Excerpt START

Brutal increase in cyber attacks on the coronavirus' target

Criminal networks are taking advantage of the pandemic to attack thousands of companies and organizations
A hooded hacker holds a laptop

REUTERS/KACPER PEMPEL  -   A hooded hacker holds a laptop

If the damage caused directly by the COVID-19 pandemic is already enormous, it could be even greater if the uncontrollable spread of computer viruses, commonly known as cyber attacks, is not stopped. This is the conclusion that can be drawn from the latest report by the Israeli cyber security giant Check Point Software Technologies. The report explains the emergence of criminal networks, in principle not directly associated with states, which are taking advantage of the pandemic to attack thousands of companies and organizations, affecting virtually all sectors, including governments, critical infrastructure and, of course, health.

Excerpt END

- [Questions]
- A) According to the article on cyber attacks, which company produced the latest report it discusses?
- B) For each statement, say whether it agrees with the article on cyber attacks, and quote the words that decide it.
(i) The report comes from a cyber security company based in Israel.
(ii) The criminal networks are described as directly tied to states.
(iii) Health is among the sectors affected by the attacks.
- C) Rewrite the article on cyber attacks from "Criminal networks are" up to and including "of course, health.", substituting "health crisis" for "pandemic" each time it occurs.

Data records START

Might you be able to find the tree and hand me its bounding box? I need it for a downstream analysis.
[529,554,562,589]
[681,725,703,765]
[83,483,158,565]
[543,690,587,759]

Data records END

- [Task responses]
- A) Check Point Software Technologies, an Israeli cyber security giant.

- B)
(i) Yes: "the Israeli cyber security giant Check Point Software Technologies"
(ii) No: "in principle not directly associated with states"
(iii) Yes: "including governments, critical infrastructure and, of course, health"

- C)
Criminal networks are taking advantage of the health crisis to attack thousands of companies and organizations
A hooded hacker holds a laptop

REUTERS/KACPER PEMPEL  -   A hooded hacker holds a laptop

If the damage caused directly by the COVID-19 health crisis is already enormous, it could be even greater if the uncontrollable spread of computer viruses, commonly known as cyber attacks, is not stopped. This is the conclusion that can be drawn from the latest report by the Israeli cyber security giant Check Point Software Technologies. The report explains the emergence of criminal networks, in principle not directly associated with states, which are taking advantage of the health crisis to attack thousands of companies and organizations, affecting virtually all sectors, including governments, critical infrastructure and, of course, health.